### WHAT TO PRODUCE
Extract the text of every entry below exactly; leave images out.

☆ ☆ ☆

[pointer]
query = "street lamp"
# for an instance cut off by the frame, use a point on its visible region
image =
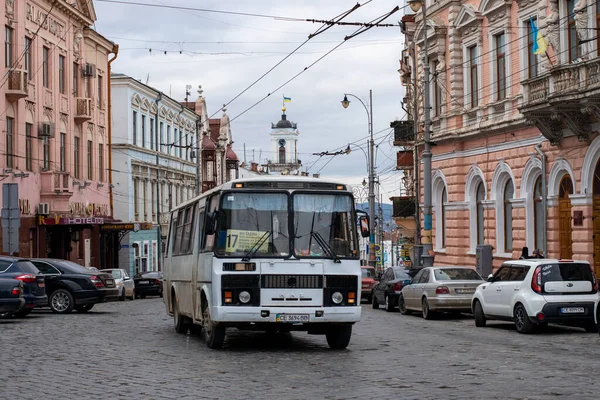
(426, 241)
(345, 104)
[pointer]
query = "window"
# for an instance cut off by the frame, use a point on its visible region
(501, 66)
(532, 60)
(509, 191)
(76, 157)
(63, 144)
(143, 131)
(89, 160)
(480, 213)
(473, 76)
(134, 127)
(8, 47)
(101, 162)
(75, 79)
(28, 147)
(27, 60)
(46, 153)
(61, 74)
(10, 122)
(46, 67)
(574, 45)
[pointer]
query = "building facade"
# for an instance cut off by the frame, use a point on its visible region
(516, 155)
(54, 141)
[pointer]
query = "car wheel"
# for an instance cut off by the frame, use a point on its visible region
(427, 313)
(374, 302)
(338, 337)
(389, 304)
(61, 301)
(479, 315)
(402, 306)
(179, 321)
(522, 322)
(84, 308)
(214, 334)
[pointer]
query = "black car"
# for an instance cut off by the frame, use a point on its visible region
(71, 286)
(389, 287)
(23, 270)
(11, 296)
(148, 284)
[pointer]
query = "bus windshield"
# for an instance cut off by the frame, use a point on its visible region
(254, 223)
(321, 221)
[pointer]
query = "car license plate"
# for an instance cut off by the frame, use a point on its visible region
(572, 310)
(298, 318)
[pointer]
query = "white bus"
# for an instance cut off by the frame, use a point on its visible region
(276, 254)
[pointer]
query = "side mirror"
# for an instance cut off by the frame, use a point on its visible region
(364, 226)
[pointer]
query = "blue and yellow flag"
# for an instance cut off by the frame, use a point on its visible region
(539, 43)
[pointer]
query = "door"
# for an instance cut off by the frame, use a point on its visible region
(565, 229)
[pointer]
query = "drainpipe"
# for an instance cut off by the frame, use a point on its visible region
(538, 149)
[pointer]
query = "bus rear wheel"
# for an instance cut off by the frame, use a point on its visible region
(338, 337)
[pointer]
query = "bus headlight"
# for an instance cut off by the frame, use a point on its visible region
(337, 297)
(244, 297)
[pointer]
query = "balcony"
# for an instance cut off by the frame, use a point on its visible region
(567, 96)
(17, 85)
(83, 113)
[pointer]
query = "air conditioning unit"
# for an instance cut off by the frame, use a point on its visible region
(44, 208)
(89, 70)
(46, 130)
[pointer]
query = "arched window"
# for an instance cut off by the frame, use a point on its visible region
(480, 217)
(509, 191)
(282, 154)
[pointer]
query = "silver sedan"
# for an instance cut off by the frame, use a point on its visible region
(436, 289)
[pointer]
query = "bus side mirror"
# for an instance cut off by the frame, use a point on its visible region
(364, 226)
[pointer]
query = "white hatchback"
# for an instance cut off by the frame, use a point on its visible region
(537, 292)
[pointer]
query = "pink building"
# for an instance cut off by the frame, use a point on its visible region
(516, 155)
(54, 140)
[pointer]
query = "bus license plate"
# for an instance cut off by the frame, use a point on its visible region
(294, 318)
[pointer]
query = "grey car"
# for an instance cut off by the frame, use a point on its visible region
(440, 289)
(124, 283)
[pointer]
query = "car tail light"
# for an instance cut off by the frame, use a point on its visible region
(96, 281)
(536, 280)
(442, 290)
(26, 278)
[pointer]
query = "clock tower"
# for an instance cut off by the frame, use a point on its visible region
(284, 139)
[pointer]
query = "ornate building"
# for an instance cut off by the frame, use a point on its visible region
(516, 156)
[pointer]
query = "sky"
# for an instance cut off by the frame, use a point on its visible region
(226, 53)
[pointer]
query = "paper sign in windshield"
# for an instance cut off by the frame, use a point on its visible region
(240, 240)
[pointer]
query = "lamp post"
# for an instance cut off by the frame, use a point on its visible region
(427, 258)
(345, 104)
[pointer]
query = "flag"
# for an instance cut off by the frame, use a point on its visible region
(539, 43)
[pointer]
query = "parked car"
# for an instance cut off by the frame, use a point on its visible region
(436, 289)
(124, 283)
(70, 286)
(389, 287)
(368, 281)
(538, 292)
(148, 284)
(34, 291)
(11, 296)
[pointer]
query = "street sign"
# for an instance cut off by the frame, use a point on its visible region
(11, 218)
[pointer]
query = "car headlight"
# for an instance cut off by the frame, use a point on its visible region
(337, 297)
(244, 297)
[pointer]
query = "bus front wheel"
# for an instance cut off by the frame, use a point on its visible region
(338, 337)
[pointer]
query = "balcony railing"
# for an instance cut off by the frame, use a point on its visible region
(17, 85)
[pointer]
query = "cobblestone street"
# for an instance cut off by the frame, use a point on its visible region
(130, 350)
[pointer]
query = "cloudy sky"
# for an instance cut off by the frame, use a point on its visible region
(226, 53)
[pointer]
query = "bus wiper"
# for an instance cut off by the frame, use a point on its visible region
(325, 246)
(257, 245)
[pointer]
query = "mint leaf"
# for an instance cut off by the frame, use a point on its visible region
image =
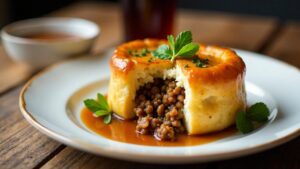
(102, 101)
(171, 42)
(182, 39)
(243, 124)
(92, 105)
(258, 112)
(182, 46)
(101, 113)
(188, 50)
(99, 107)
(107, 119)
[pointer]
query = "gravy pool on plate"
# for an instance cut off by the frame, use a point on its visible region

☆ ☆ ☆

### WRITTEN SOLUTION
[pointer]
query = "street lamp"
# for an instance cut off by the frame, use a point on its visible region
image =
(426, 241)
(345, 104)
[pointer]
query = "window"
# for an instance cut off by the frame, use a point on its visible region
(501, 66)
(532, 60)
(509, 191)
(76, 157)
(63, 144)
(143, 131)
(89, 160)
(480, 213)
(473, 76)
(134, 127)
(8, 47)
(101, 162)
(75, 79)
(28, 147)
(27, 60)
(46, 153)
(61, 74)
(10, 122)
(46, 67)
(574, 45)
[pointer]
query = "building facade"
# for an instance cut off by the frame, use a point on its visible region
(516, 155)
(54, 141)
[pointer]
query = "car wheel"
# for an instance cut off by the frame, use a point on its visible region
(427, 313)
(374, 302)
(338, 337)
(389, 304)
(61, 301)
(479, 315)
(402, 306)
(179, 321)
(522, 322)
(84, 308)
(214, 334)
[pointer]
query = "black car"
# for an instance cut off by the frame, use a point on its visible region
(71, 286)
(389, 287)
(23, 270)
(11, 296)
(148, 284)
[pointer]
query = "bus windshield"
# for an instance cut off by the frame, use a point on its visible region
(254, 223)
(321, 221)
[pointer]
query = "car license plate"
# for an instance cut off by the frame, use a point on its visible region
(572, 310)
(298, 318)
[pointer]
query = "white bus"
# for an instance cut off by the frame, use a point on its visible region
(276, 254)
[pointer]
query = "side mirror"
# for an instance cut off by the frame, use a point on its visible region
(364, 226)
[pointer]
query = "blue and yellow flag"
# for an instance cut off by the frame, use a point on its visible region
(539, 43)
[pointer]
query = "door"
# for an instance cut off by the frame, use a point on its visible region
(565, 229)
[pointer]
query = "drainpipe"
# for an instance cut off by the frame, use a point on its visible region
(538, 149)
[pointer]
query = "bus rear wheel"
# for an instance cut off by the frame, use a point on its visible region
(338, 337)
[pointer]
query = "bus headlight"
# for an instance cut off by the frame, use a point on its visible region
(337, 297)
(244, 297)
[pointer]
query = "balcony"
# for an instance cut off by the frame, use a point on its visible region
(567, 96)
(17, 85)
(83, 113)
[pointer]
query = "air conditioning unit"
# for an instance cut off by the frame, use a point on its visible region
(44, 208)
(89, 70)
(46, 130)
[pointer]
query = "arched window"
# for an instance cut off by the frame, use a point on its visible region
(480, 217)
(509, 191)
(282, 154)
[pointer]
query = "silver sedan"
# for an instance cut off by the frame, use a point on its visible region
(436, 289)
[pointer]
query = "bus side mirror"
# for an instance cut off by the frame, use a point on its visible region
(364, 226)
[pointer]
query = "white hatchback"
# for an instance cut off by the frame, use a point on its visible region
(537, 292)
[pointer]
query = "pink building"
# for an instance cut off by the frame, use a point on its visible region
(516, 155)
(54, 140)
[pointer]
query = "bus license plate"
# for an instance cut off by the frame, use a point on its visible region
(294, 318)
[pointer]
query = "grey car"
# for an instance cut off by the frame, use a point on its visible region
(440, 289)
(124, 283)
[pointer]
query = "car tail light"
# for an instance cut off by the frame, use a point on its visible region
(96, 281)
(536, 280)
(442, 290)
(26, 278)
[pointer]
query = "clock tower"
# for an instance cut off by the frame, use a point on its visible region
(284, 139)
[pointer]
query = "ornate building"
# for an instance cut off by the frame, use a point on its visible region
(516, 156)
[pointer]
query = "sky"
# for an instance cut off by the frame, use a point on its visible region
(226, 53)
[pointer]
query = "paper sign in windshield"
# for an instance cut off by the frame, use a point on its visible region
(240, 240)
[pointer]
query = "lamp post"
# for an instance cut off by the frame, use a point on its visible region
(427, 258)
(345, 104)
[pointer]
query = "flag"
# for an instance cut off by the frame, use a point on its visible region
(539, 43)
[pointer]
query = "parked car"
# for an instance cut off by the frame, use a point on its visible region
(436, 289)
(124, 283)
(70, 286)
(389, 287)
(368, 281)
(538, 292)
(148, 284)
(34, 291)
(11, 296)
[pointer]
query = "street sign"
# for an instance cut off by the frame, use a point on its visible region
(11, 218)
[pointer]
query = "car headlight"
# for an instance cut off by the frame, use a point on its visible region
(337, 297)
(244, 297)
[pointer]
query = "bus front wheel"
# for an instance cut off by the frame, use a point on its visible region
(338, 337)
[pointer]
query = "balcony railing"
# for an instance cut off by the frame, use a point on its visible region
(17, 85)
[pointer]
query = "cobblestone street"
# for an instance cut off by the frame, use a point on its visible region
(130, 350)
[pointer]
query = "cloudy sky"
# for an instance cut off by the frame, use a point on its visible region
(226, 53)
[pointer]
query = "bus wiper"
# for an instance cut off by the frame, use a point on its visible region
(325, 246)
(257, 245)
[pointer]
query = "mint leaf"
# for an instance cut off by the frame, use a point on its visible region
image =
(102, 101)
(171, 42)
(182, 39)
(243, 124)
(92, 105)
(258, 112)
(182, 46)
(101, 113)
(188, 50)
(99, 107)
(107, 119)
[pointer]
query = "gravy pool on plate"
# for an instance cut off by the frame, use a point on its visible region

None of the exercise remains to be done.